- Activity -
Copy each line of the records that contains the word "below".

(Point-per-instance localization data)
==*==

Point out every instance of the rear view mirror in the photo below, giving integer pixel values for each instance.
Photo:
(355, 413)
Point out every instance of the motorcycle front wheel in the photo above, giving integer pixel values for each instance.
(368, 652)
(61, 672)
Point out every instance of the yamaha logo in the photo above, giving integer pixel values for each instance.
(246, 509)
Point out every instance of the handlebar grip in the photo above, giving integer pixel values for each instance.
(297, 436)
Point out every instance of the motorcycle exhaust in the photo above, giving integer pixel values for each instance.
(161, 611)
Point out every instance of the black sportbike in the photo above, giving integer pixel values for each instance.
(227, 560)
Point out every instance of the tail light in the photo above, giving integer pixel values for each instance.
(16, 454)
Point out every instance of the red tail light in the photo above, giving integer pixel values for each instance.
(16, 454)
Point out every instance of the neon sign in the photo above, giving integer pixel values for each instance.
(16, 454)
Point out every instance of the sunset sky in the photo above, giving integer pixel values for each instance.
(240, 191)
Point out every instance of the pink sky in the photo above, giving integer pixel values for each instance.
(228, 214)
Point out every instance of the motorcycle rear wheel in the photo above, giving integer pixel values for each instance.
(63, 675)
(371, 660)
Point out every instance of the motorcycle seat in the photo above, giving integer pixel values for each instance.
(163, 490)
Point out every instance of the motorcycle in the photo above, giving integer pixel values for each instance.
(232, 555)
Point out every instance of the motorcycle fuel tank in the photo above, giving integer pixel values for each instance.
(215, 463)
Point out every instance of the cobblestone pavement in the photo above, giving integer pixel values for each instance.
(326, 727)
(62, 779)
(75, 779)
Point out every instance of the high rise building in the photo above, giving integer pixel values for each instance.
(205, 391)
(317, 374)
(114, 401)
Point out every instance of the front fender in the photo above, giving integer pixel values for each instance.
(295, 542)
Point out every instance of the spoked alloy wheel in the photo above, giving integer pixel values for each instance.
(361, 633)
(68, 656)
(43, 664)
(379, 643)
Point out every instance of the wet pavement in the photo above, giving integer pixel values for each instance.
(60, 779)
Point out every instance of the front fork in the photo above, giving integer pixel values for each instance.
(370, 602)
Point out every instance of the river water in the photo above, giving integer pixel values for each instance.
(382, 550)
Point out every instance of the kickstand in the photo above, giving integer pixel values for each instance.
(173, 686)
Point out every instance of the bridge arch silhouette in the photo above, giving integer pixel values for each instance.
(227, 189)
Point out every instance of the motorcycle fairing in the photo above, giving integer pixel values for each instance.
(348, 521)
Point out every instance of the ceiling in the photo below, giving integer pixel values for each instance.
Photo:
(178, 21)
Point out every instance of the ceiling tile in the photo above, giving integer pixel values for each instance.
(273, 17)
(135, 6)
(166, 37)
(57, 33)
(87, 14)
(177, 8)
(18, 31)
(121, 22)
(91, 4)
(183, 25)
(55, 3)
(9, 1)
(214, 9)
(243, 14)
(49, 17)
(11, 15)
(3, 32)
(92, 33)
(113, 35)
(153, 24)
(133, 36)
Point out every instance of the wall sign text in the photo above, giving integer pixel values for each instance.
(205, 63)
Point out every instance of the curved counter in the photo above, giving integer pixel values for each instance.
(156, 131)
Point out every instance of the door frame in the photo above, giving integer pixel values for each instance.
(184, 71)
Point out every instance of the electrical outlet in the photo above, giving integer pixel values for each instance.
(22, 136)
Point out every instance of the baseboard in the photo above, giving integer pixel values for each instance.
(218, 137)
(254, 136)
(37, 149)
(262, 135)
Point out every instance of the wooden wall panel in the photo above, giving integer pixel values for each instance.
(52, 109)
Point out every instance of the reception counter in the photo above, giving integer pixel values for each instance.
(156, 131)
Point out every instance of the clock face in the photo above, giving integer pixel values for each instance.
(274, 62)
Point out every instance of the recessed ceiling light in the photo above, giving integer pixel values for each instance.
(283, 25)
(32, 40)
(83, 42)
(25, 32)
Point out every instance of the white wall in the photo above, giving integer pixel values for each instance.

==*==

- Task result -
Point out every instance of the rear view mirror in the photo below, giving integer pixel values for each instance.
Point out every instance of the ceiling in the photo below, giving integer pixel values for each instance.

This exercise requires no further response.